TO DO. Echo the lines below word for word, beginning at the line containing "hand in the photo above." and continuing through the end of the items, both ends included.

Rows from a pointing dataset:

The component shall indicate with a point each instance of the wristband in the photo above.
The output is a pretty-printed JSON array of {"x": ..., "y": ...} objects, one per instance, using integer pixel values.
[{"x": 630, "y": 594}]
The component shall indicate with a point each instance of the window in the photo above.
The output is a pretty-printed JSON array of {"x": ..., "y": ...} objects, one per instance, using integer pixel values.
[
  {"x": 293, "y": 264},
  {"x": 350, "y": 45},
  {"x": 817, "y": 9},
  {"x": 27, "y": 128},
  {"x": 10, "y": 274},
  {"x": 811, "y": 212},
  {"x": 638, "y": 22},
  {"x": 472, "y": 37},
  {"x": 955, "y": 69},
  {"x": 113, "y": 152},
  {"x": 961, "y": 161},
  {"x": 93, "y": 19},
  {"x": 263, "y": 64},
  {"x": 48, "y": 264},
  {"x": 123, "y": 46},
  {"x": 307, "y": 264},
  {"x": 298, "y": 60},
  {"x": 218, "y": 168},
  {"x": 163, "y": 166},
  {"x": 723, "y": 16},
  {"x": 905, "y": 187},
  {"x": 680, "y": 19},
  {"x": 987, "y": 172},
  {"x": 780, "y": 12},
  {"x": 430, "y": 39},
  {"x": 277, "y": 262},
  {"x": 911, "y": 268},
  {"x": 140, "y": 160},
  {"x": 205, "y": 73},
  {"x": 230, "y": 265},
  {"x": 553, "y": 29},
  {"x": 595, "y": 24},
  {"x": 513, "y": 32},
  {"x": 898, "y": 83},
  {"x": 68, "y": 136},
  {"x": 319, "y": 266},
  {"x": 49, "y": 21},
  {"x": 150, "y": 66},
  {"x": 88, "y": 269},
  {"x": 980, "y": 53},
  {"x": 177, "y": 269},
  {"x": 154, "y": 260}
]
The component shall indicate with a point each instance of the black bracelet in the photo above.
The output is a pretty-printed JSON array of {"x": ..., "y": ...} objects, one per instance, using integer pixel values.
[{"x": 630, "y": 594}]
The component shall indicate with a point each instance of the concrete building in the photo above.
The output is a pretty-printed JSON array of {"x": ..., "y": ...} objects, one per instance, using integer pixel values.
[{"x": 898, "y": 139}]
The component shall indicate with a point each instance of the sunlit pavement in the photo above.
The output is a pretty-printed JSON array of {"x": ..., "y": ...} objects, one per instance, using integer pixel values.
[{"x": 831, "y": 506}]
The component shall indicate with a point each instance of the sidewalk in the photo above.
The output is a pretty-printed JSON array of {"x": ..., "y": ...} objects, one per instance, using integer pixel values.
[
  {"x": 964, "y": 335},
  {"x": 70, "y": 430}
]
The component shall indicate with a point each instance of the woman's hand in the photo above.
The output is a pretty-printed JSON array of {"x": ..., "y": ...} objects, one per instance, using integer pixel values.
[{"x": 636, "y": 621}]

WRITTEN SOLUTION.
The component shall indicate with a point each instance of the woman's hand in the photo above.
The output is a pretty-printed JSON array of {"x": ..., "y": ...} objects, one per instance, using integer pixel values.
[{"x": 636, "y": 621}]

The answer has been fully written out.